== Segment start ==
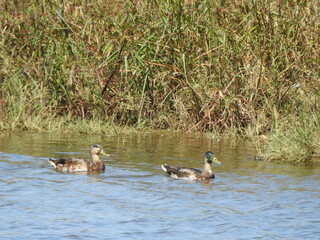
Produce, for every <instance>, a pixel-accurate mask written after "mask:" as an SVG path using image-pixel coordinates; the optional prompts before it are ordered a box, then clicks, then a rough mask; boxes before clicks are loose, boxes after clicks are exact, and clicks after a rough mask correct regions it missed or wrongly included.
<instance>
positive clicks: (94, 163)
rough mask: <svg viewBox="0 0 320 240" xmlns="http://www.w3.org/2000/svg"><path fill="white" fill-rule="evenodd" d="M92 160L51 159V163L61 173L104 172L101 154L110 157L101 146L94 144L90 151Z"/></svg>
mask: <svg viewBox="0 0 320 240" xmlns="http://www.w3.org/2000/svg"><path fill="white" fill-rule="evenodd" d="M89 153H90V156H91V159H89V160H88V159H84V158H64V157H60V158H58V159H51V158H49V160H48V161H49V163H50V164H52V166H54V167H55V169H56V170H58V171H61V172H86V171H103V170H104V169H105V166H104V164H103V162H102V161H101V160H100V158H99V154H101V155H105V156H110V155H109V154H106V153H105V152H104V150H103V148H102V146H101V145H99V144H93V145H92V147H91V149H90V151H89Z"/></svg>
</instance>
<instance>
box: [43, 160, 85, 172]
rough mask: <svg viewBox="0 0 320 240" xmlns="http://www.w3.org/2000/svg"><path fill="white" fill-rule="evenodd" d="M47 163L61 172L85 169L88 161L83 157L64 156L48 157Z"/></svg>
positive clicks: (71, 171)
mask: <svg viewBox="0 0 320 240" xmlns="http://www.w3.org/2000/svg"><path fill="white" fill-rule="evenodd" d="M48 161H49V163H50V164H51V165H53V166H54V167H55V168H56V169H57V170H59V171H63V172H78V171H87V170H88V167H89V166H90V163H91V162H90V161H89V160H87V159H84V158H64V157H59V158H58V159H52V158H49V160H48Z"/></svg>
== Segment end ==
> Exercise aim:
Rewrite the material from the line with "</instance>" through the end, changing "rough mask" to "coarse mask" and leaving everything else as it is.

> Response to the exercise:
</instance>
<instance>
box: [43, 160, 85, 172]
coarse mask: <svg viewBox="0 0 320 240" xmlns="http://www.w3.org/2000/svg"><path fill="white" fill-rule="evenodd" d="M47 163L61 172L85 169L88 161L83 157L64 156L48 157Z"/></svg>
positive clicks: (71, 171)
mask: <svg viewBox="0 0 320 240" xmlns="http://www.w3.org/2000/svg"><path fill="white" fill-rule="evenodd" d="M48 161H49V163H50V164H51V165H53V166H54V167H55V168H56V169H57V170H59V171H63V172H78V171H87V170H88V167H89V166H90V163H91V162H90V161H89V160H87V159H84V158H64V157H59V158H58V159H52V158H49V160H48Z"/></svg>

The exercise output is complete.